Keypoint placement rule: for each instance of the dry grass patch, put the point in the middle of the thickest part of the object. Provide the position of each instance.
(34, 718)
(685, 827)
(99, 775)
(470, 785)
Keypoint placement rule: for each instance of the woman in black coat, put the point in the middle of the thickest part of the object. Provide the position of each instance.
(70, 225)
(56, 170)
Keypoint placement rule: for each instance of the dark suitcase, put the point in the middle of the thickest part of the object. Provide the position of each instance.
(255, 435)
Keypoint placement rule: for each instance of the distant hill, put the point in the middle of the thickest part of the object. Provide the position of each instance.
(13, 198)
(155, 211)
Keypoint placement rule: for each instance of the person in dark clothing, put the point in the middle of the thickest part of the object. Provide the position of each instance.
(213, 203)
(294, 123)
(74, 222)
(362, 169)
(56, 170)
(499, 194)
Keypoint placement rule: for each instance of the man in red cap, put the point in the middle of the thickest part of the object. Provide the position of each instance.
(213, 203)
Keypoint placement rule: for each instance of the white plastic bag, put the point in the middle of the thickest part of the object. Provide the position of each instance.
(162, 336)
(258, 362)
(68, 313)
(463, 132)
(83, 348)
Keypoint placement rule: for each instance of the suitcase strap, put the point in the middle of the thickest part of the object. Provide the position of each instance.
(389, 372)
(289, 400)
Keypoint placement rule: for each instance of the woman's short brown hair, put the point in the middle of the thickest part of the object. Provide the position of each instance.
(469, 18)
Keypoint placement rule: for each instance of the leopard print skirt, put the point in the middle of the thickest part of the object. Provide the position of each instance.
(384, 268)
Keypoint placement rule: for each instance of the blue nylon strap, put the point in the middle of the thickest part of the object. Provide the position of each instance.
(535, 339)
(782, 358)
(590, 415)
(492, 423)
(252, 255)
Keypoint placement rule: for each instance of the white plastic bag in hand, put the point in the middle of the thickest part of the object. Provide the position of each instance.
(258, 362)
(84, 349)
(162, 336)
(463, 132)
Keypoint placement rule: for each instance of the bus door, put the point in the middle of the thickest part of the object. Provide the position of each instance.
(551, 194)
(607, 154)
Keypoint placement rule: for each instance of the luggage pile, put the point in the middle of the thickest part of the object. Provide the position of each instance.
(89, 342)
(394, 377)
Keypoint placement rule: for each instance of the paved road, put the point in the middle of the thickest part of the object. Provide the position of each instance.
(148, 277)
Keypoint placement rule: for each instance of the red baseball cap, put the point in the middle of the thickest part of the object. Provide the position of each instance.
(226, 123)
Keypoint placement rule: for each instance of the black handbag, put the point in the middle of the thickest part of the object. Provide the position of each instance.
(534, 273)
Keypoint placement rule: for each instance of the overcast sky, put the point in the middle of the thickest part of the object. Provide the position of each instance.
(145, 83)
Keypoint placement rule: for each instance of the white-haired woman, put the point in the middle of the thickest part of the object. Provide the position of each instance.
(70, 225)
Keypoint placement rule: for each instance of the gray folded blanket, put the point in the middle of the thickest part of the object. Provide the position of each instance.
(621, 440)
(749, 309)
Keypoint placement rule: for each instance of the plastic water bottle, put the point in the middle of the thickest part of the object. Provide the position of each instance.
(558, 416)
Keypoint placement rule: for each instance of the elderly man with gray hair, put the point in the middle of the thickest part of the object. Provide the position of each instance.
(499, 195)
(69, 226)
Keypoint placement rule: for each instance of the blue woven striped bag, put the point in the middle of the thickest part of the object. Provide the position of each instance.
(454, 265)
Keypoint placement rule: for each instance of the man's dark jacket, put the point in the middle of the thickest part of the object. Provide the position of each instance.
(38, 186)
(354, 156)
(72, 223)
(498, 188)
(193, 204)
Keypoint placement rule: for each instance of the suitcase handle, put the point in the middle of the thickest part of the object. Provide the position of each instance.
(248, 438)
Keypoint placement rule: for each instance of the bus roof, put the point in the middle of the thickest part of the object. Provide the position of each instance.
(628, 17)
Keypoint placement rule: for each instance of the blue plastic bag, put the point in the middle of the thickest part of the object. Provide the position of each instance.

####

▶ [Activity]:
Copy each line of the material exactly as written.

▶ [Problem solution]:
Keypoint placement rule: for each instance of the dry grass patch, put the point in the middle of the thickest part of the object. Provide the position of each instance.
(34, 718)
(685, 827)
(99, 775)
(470, 785)
Keypoint placement rule: for each instance of the woman in black coat, put the point in the middle of the thickest part of the object. Provide the position of each instance.
(70, 225)
(56, 170)
Keypoint placement rule: for each instance of the dark suitcase, put the point in the middle of the thickest part of the object. Provide the position of each instance.
(255, 435)
Keypoint placement rule: for each instance of the distant hill, put the point in the middle of the thickest part of the object. Provide the position of each instance.
(13, 198)
(155, 211)
Keypoint placement rule: for each instance of the person in dark clothing, put the point in the middle of the thickest part of the object. Provide the position of each instance.
(213, 203)
(294, 123)
(74, 222)
(362, 169)
(56, 170)
(499, 194)
Keypoint placement rule: for each instance of the man in red cap, put the point in the middle of the thickest part of the object. Provide the position of each instance.
(213, 203)
Keypoint placement rule: for each instance of the white plastic bag, put the point in the middle of the thickest part of the object. Provide the position of each instance.
(162, 336)
(258, 362)
(68, 313)
(463, 132)
(83, 348)
Keypoint placement rule: for each instance of the suitcase strap, put the point in the middle of the thickest part of the object. Provide the position of each instance.
(389, 372)
(289, 400)
Keypoint placement rule: for each instance of the woman's short brown hair, put the point in the middle of the thickest part of the object. Provide the position of each instance.
(469, 18)
Keypoint placement rule: for each instance of the leopard print skirt, put the point in the middle of the thickest part of the object. Provide the position of each instance.
(384, 268)
Keypoint placement rule: for each instance of the blue nylon strap, put the point in the middle of the thickest part of the object. Provide the position of each instance.
(535, 339)
(782, 358)
(590, 415)
(492, 423)
(252, 255)
Keypoint placement rule: for each instance of the white plastic bag in hand, put the point in the middle of the thickest part of the object. Provide the position of each instance.
(258, 362)
(84, 349)
(162, 336)
(463, 132)
Keypoint placement rule: for each instance of the bus door, put the point in the middle of the thickest part of the object. Provide the position of each instance.
(551, 194)
(607, 154)
Keypoint placement rule: for each instance of the luggage pile, put the point in the middle of the thickest part of the object. Provide the position of each instance.
(89, 342)
(394, 377)
Keypoint placement rule: for each instance of the paved road, put the point in the middle of the thickest part of the object. Provide the position of each instance.
(148, 277)
Keypoint placement rule: for each instance of the red baseball cap, put the point in the middle of the thickest part of the object. Provide the position of each instance.
(226, 123)
Keypoint placement rule: for each instance of the black handbag, put the point in the middle of the thickest part of the object. Provide the position of each instance.
(534, 273)
Keypoint placement rule: for each instance of the overcast sky, put the point in the middle of the thickest part of the object. Provide the position of each instance.
(145, 83)
Keypoint placement rule: for each instance of the white-haired woman, put the point in the middle of the thickest part of the object. Provide the position of each instance.
(70, 225)
Keypoint placement rule: for each instance of the gray folded blanket, put the point in the middle of the thickest part of the object. Provide the position of each instance.
(621, 440)
(749, 309)
Keypoint placement rule: for each instance of the plastic water bottle, put the point in the middle of the thickest part of the object. Provide the position of each instance.
(558, 416)
Keypoint placement rule: for each instance of the elderly man with gray hair, put the point in the middle of the thickest part of the object. Provide the position of each instance.
(499, 195)
(69, 226)
Keypoint placement rule: for each instance of the blue woven striped bag, put the point in the middle of the thickest part of the object. Provide the position of each instance.
(454, 265)
Keypoint placement rule: for each instance of the man's dark jacket, put the point in the middle of the thickest part of the object. Provide the position of each instance.
(38, 186)
(354, 156)
(72, 223)
(498, 188)
(193, 204)
Keypoint placement rule: for each instance of the suitcase handle, put the point in the middle of the thickest part of the object. Provide the position of each instance.
(248, 438)
Keypoint placement rule: for each instance of the bus roof, put the point in the middle of the thickest part of the object. Provide the position of each instance.
(628, 17)
Keypoint placement rule: for each instance of the blue plastic bag, put the point in the middle of the thickest part of the object. Provide the position of each instance.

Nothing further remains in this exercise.